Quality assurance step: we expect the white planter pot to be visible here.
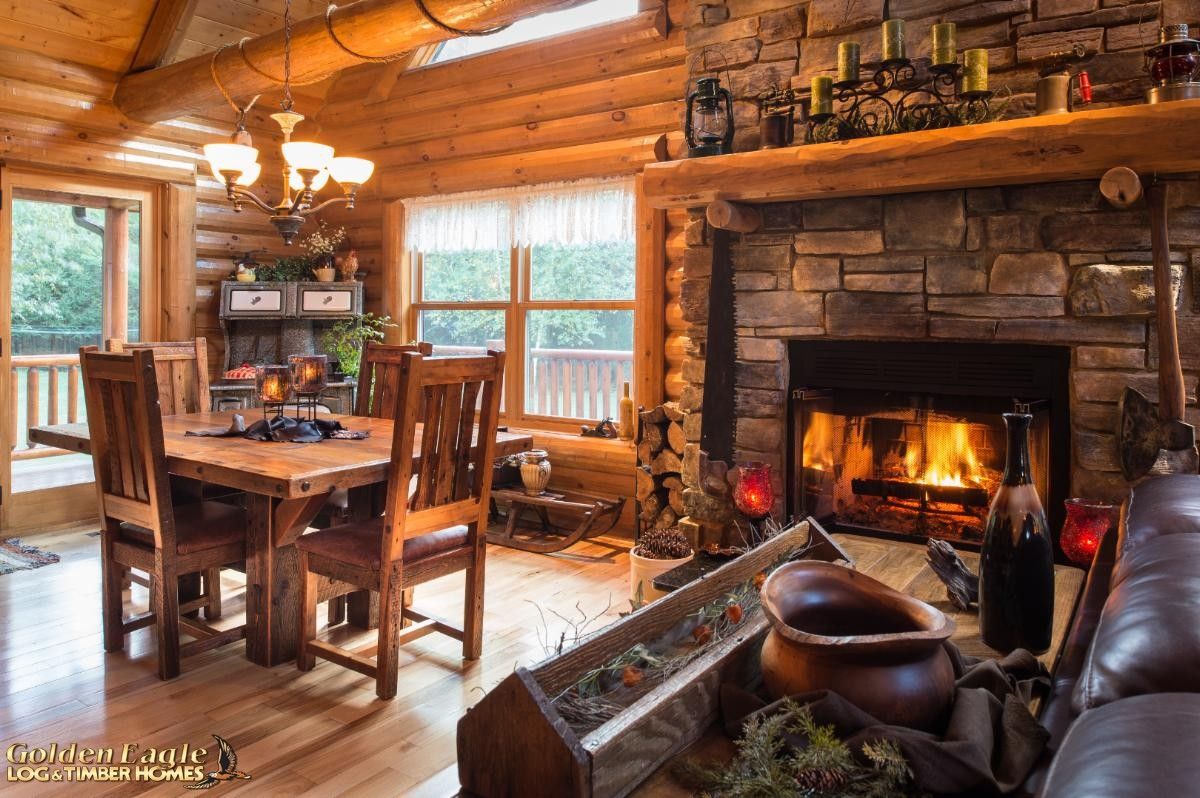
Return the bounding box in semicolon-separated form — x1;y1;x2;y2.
629;546;691;604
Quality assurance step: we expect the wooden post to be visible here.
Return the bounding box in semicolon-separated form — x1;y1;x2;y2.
101;206;130;341
159;184;196;341
380;199;413;343
113;0;600;122
706;199;762;233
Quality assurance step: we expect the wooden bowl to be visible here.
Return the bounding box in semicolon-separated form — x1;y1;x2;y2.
762;560;954;730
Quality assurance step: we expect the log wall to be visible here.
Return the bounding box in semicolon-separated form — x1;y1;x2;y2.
0;44;311;376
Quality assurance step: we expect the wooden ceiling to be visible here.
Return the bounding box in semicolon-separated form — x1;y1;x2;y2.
0;0;326;74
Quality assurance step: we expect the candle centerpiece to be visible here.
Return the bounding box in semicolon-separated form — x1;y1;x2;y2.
804;19;1000;144
288;355;329;421
254;366;292;419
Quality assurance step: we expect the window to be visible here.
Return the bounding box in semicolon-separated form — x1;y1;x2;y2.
431;0;637;64
407;180;636;421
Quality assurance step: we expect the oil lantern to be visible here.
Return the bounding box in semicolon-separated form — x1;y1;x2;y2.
1146;25;1200;104
684;78;733;158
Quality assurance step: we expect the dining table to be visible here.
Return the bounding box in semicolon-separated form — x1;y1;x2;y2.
29;413;533;666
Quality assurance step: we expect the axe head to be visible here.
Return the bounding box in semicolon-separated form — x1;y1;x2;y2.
1117;388;1196;482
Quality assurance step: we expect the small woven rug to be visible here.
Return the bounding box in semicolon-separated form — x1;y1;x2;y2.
0;538;59;576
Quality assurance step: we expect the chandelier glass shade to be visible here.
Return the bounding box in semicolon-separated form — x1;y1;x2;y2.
204;0;374;245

┄┄┄┄┄┄

- [Short exercise] Can you rewrite all of the material with "Quality assurance step" changed to "Inspection step" everywhere, keeping everything else the same and leaving the pictures out?

- [Task response]
Inspection step: we expect the white planter pot to be visible here.
Return the bounding box in semicolon-separated form — x1;y1;x2;y2.
629;546;691;604
Inspection step: we expect the wooden post to be visible here.
Return the bounding box in semicolon-separated form — x1;y1;x2;y2.
101;206;130;341
159;184;196;341
380;199;413;343
113;0;600;122
706;199;762;233
Inspection step: we expect the wooden bowl to be visible here.
Return the bounding box in semicolon-separated form — x1;y1;x2;y2.
762;560;954;730
Inspection step: we expect the log wall to be visible here.
Return the bounding box in semicolon-separated form — x1;y1;x2;y2.
0;44;311;376
Inspection step: we expect the wooden ceiling to be visible here.
Return the bounding box in semicolon-separated form — x1;y1;x2;y2.
0;0;326;74
Inspection step: we expect the candle centerpiece to be visible here.
Return the bounding box in semicolon-separated form — x1;y1;x2;y2.
804;19;1000;144
288;355;329;421
254;366;292;419
Inspection step: we expect the window to be visible here.
Return the bounding box in semicolon-separated form — x1;y1;x2;y2.
431;0;637;64
407;180;636;421
Inspection step: we expect the oil lantern to be visible here.
Return the bounding box in semicolon-separated form — x1;y1;x2;y2.
1146;25;1200;104
684;78;733;158
Inspection step: we expect the dining table to be visible here.
Return the bounding box in semicolon-separated form — x1;y1;x2;y2.
29;413;533;666
Inspection step: we expect the axe head to be visible here.
Return the bounding box in semicolon-separated form — x1;y1;x2;y2.
1117;388;1196;482
Inspection step: we expect the small woven rug to be visible here.
Return the bounding box in semicolon-separated form — x1;y1;x2;y2.
0;538;59;576
Inspection step: we expect the chandelier glass shade to be visible here.
Return the bounding box in semicolon-separated form — x1;y1;x2;y2.
204;0;374;245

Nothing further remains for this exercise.